Copy out each line of the data below in which "suit" appears.
[[ INPUT FOR THIS TASK, beginning ]]
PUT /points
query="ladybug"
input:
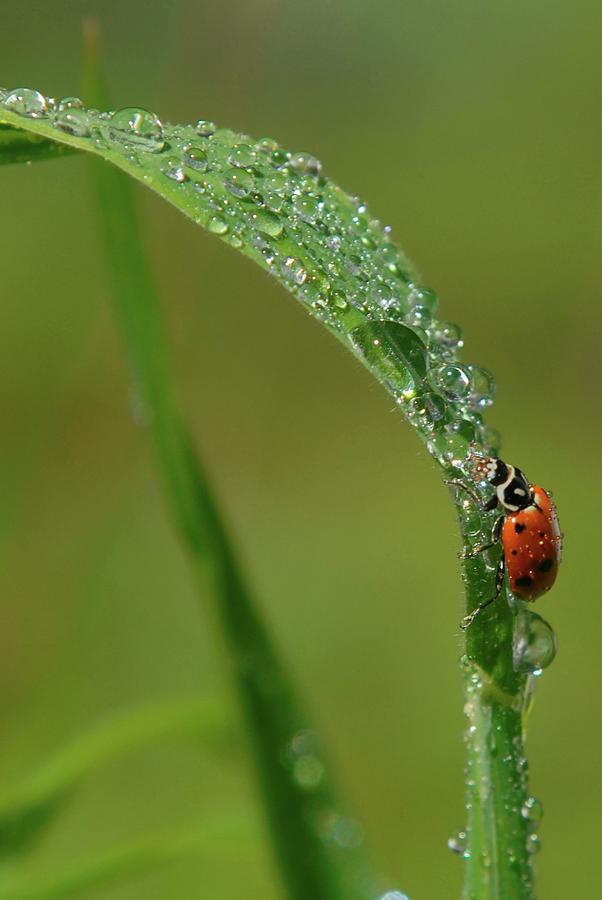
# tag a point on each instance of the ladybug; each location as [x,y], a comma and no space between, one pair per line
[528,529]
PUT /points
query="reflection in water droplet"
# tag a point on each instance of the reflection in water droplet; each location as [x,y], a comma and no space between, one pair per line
[[ INPUT FOR THIS TASK, end ]]
[[ INPUT FOR THIS TASK, beginning ]]
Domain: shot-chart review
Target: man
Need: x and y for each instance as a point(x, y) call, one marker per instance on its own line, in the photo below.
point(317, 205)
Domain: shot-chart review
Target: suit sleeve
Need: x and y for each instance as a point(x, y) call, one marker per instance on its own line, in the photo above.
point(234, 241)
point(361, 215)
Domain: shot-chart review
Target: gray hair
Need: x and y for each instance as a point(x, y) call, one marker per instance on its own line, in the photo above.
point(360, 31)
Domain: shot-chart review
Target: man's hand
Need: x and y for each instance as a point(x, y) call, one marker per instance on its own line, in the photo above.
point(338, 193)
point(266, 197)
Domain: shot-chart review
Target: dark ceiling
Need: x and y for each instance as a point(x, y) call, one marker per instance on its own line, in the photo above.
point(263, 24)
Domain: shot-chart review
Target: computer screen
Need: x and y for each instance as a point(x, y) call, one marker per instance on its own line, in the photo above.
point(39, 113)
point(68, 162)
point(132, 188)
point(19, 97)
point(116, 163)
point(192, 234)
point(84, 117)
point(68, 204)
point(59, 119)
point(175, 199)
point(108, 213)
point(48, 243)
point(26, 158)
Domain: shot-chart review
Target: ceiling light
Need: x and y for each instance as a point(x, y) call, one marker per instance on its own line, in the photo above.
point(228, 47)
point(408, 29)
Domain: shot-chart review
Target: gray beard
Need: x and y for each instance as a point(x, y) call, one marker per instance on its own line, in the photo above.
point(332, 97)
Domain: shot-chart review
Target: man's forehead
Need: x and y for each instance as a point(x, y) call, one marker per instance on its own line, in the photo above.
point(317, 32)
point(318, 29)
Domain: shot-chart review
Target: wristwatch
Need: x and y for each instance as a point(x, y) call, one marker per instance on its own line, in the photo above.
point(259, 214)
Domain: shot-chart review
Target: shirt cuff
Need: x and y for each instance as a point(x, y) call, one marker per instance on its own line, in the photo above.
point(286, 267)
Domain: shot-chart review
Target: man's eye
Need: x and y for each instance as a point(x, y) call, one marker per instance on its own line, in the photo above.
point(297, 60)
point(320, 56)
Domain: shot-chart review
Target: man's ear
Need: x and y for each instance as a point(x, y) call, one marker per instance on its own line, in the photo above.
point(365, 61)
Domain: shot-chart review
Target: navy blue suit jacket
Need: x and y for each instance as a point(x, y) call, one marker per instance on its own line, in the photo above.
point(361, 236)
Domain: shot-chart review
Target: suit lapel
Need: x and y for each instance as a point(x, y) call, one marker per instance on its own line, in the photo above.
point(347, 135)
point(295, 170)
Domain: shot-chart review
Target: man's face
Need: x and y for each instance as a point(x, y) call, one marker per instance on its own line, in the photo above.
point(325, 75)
[[ INPUT FOR THIS TASK, end ]]
[[ INPUT FOR THIS TASK, beginning ]]
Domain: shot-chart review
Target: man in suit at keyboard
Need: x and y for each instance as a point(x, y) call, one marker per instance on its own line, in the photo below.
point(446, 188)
[[ INPUT FOR THIS TASK, end ]]
TASK RESPONSE ::
Target: suit sleeve
Target: navy blue suit jacket
Target: suit lapel
Target: man in suit at keyboard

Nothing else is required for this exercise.